WORK TO DO —
**a.** List every distinct roxygen tag, such as one beginning with "@", that appears on a line starting with "#'" in the fregre.glm.vs documentation.
**b.** In the fregre.glm.vs documentation, what is the default setting of the include parameter?
**c.** Reproduce the fregre.glm.vs documentation word for word, from "#' @details This" to "the functional ones.".

# R/fregre.glm.vs.R In fda.usc: Functional Data Analysis and Utilities for Statistical Computing

#### Documented in fregre.glm.vs

#' @title Variable Selection using Functional Linear Models
#'
#' @description  Computes functional GLM model between functional covariates
#'  \eqn{(X^1(t_1),\cdots,X^{q}(t_q))}{(X(t_1),...,X(t_q))} and non functional covariates
#'   \eqn{(Z^1,...,Z^p)}{(Z1,...,Zp)} with a scalar response \eqn{Y}.
#' @details This function is an extension of the functional generalized spectral additive
#' regression models: \code{\link{fregre.glm}} where the \eqn{E[Y|X,Z]} is related to the
#' linear prediction \eqn{\eta} via a link function \eqn{g(\cdot)}{g(.)}.

#' \deqn{E[Y|X,Z]=\eta=g^{-1}(\alpha+\sum_{j=1}^{p}\beta_{j}Z^{j}+\sum_{k=1}^{q}\frac{1}{\sqrt{T_k}}\int_{T_k}{X^{k}(t)\beta_{k}(t)dt})}{E[Y|X,Z]=
#' \eta = g^{-1}(\alpha + \sum \beta_j Z_j+\sum < X_k(t) , \beta_k(t) >)}
#'
#' where \eqn{Z=\left[ Z^1,\cdots,Z^p \right]}{ Z = [Z_1 ,..., Z_p]} are the
#' non functional covariates and \eqn{X(t)=\left[ X^{1}(t_1),\cdots,X^{q}(t_q)
#' \right]}{X(t) = [ X_1(t_1) ,..., X_q(t_q)]} are the functional ones.

#' @param data List that containing the variables in the model.
#' "df" element is a data.frame containing the response and scalar covariates
#' (numeric and factors variables are allowed). Functional covariates of class
#'   \code{fdata} or \code{fd} are included as named components in the \code{data} list.
#' @param y Caracter string with the name of the scalar response variable.
# @param x Caracter string vector with the name of the scalar and functional
# potential covariates. If missing, all scalar and functional covariates are included.
#' @param include vector with the name of variables to use. By default \code{"all"}, all variables are used.

DATA —
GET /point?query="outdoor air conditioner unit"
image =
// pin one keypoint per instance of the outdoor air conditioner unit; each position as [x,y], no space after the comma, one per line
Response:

ANSWER LIST —
**a.** @title, @description, @details, @param

**b.** The default is "all", so all variables are used.

**c.**
#' @details This function is an extension of the functional generalized spectral additive
#' regression models: \code{\link{fregre.glm}} where the \eqn{E[Y|X,Z]} is related to the
#' linear prediction \eqn{\eta} via a link function \eqn{g(\cdot)}{g(.)}.

#' \deqn{E[Y|X,Z]=\eta=g^{-1}(\alpha+\sum_{j=1}^{p}\beta_{j}Z^{j}+\sum_{k=1}^{q}\frac{1}{\sqrt{T_k}}\int_{T_k}{X^{k}(t)\beta_{k}(t)dt})}{E[Y|X,Z]=
#' \eta = g^{-1}(\alpha + \sum \beta_j Z_j+\sum < X_k(t) , \beta_k(t) >)}
#'
#' where \eqn{Z=\left[ Z^1,\cdots,Z^p \right]}{ Z = [Z_1 ,..., Z_p]} are the
#' non functional covariates and \eqn{X(t)=\left[ X^{1}(t_1),\cdots,X^{q}(t_q)
#' \right]}{X(t) = [ X_1(t_1) ,..., X_q(t_q)]} are the functional ones.